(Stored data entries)
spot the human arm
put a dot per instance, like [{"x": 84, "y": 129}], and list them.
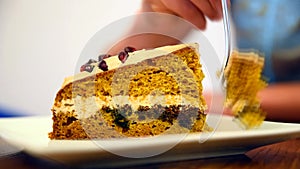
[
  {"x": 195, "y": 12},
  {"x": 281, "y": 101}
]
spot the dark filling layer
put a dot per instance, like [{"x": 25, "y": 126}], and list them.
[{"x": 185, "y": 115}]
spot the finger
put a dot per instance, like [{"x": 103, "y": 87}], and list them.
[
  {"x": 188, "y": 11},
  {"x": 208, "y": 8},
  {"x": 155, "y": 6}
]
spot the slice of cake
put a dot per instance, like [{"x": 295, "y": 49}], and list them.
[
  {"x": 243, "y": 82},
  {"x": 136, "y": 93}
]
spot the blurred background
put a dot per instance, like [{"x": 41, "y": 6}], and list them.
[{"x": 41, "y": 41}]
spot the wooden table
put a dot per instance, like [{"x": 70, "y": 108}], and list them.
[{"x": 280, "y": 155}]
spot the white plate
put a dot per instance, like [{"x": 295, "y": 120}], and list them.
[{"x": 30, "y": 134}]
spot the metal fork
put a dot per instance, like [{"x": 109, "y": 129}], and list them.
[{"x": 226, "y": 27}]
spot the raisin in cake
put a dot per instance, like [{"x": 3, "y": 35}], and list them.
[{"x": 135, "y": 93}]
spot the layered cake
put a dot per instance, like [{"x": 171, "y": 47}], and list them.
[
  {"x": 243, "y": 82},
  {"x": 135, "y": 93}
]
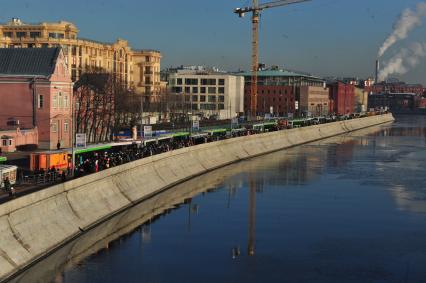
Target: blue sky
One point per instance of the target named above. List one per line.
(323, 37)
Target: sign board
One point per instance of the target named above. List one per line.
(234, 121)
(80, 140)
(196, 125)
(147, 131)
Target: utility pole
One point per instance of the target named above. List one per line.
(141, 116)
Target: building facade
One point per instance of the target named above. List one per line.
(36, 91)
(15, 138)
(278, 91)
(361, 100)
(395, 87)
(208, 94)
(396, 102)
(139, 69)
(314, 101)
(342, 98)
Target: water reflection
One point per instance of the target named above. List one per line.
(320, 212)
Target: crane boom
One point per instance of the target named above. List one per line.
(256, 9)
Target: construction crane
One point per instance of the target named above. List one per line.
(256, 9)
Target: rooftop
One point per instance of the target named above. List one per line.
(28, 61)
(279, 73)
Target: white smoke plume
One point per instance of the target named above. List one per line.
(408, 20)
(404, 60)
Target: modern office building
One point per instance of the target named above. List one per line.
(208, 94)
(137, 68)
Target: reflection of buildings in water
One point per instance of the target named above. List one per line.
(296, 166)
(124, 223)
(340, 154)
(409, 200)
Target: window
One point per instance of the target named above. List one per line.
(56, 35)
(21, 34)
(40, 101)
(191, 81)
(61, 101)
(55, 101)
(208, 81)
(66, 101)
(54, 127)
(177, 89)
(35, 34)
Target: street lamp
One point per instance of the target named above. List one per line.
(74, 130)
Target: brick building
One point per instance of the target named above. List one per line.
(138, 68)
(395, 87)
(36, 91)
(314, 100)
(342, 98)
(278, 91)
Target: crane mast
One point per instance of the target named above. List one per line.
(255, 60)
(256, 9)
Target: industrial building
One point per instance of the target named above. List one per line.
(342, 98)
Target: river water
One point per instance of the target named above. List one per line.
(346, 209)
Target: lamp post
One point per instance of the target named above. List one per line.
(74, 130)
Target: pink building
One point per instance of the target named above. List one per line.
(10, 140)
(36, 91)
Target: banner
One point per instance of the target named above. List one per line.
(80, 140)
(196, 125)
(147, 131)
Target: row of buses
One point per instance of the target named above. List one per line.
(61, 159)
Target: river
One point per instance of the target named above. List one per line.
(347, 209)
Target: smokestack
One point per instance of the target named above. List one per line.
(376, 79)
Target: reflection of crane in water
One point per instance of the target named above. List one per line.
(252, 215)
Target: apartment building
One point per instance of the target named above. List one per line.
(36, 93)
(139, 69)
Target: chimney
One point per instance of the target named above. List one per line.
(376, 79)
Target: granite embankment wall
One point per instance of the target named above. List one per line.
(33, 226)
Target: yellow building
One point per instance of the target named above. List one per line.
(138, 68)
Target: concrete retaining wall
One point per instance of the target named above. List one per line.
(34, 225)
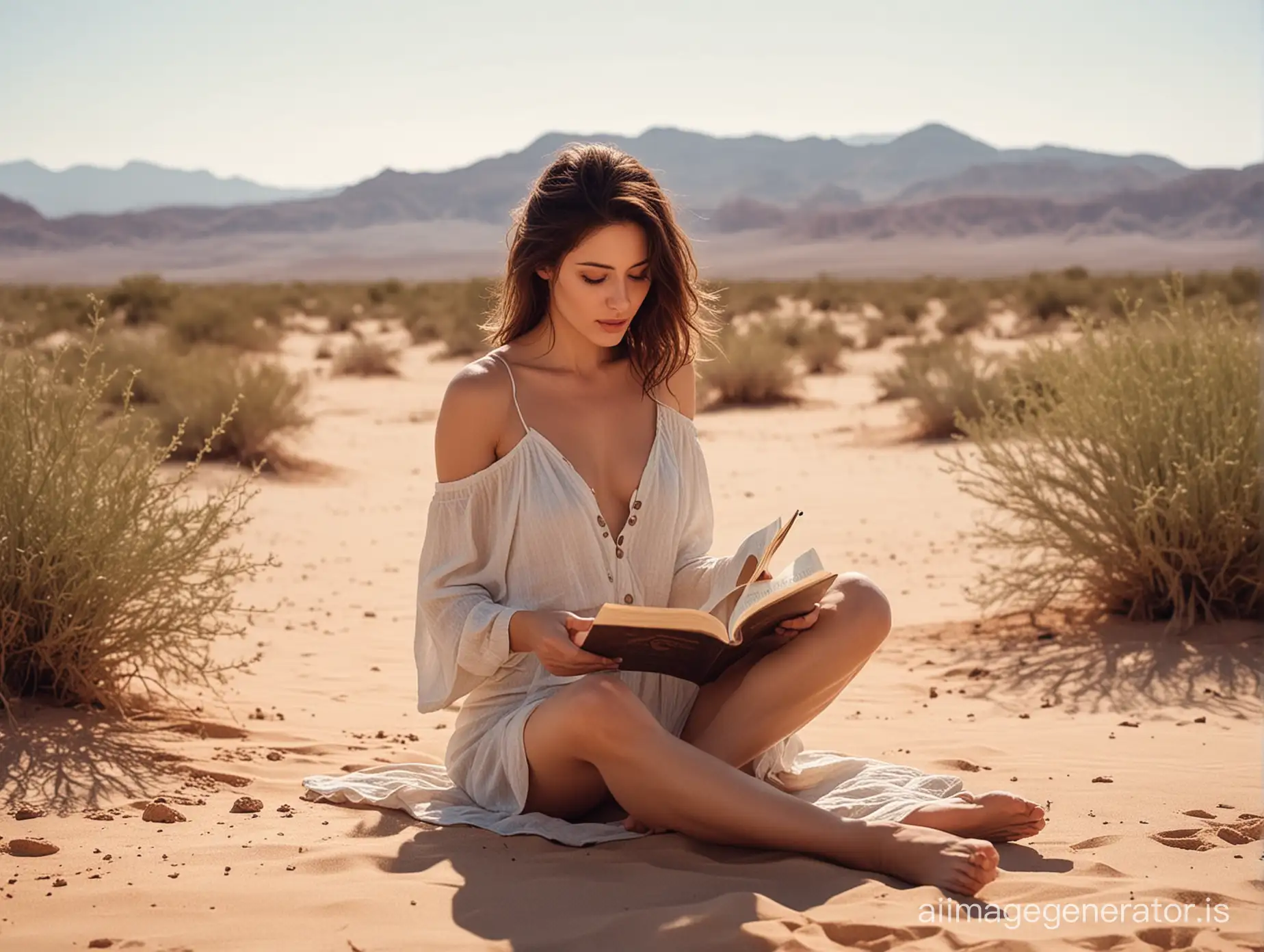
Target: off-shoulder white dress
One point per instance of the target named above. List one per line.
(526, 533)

==

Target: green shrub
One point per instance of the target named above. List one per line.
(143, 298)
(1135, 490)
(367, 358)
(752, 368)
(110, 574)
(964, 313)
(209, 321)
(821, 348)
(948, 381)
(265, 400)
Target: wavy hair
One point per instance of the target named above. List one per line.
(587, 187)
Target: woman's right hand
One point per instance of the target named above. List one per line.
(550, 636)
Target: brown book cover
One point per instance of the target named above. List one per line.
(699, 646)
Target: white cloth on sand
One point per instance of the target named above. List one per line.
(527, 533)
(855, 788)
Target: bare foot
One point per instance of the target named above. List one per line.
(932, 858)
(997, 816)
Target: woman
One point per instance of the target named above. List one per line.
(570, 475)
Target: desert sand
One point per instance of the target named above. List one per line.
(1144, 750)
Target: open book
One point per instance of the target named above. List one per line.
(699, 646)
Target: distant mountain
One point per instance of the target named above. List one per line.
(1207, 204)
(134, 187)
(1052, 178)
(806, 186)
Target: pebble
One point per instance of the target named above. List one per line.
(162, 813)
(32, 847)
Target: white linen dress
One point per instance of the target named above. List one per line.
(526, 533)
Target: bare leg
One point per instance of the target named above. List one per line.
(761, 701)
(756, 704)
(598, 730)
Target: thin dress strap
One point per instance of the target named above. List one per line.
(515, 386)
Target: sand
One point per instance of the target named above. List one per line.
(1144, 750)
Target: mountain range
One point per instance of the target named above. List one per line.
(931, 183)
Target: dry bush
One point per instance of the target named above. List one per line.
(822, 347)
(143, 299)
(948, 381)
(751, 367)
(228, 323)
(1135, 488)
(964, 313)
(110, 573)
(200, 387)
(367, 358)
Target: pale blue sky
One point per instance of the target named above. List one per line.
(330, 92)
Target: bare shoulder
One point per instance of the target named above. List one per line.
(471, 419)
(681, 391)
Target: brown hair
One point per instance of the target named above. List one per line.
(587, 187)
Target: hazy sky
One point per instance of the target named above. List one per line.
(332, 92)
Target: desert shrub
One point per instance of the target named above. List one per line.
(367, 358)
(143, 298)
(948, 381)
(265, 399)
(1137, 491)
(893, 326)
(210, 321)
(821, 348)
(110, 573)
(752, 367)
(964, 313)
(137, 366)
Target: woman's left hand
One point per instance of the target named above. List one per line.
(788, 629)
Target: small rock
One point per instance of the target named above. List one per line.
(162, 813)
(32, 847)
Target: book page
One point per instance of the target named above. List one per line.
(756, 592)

--- EXERCISE DESCRIPTION ---
Above are some records; extract exactly the lines from the one containing "spot the human arm" through the one containing "spot the slice of cake" and drop the pictures.

--- TASK SOLUTION ---
spot the human arm
put a dot per instance, like [{"x": 84, "y": 129}], and list them.
[
  {"x": 195, "y": 12},
  {"x": 281, "y": 101}
]
spot the dark filling layer
put a dot per instance, like [{"x": 25, "y": 126}], and list them.
[{"x": 185, "y": 115}]
spot the finger
put a dot per instance, like [{"x": 103, "y": 87}], and list them.
[
  {"x": 188, "y": 11},
  {"x": 208, "y": 8},
  {"x": 155, "y": 6}
]
spot the slice of cake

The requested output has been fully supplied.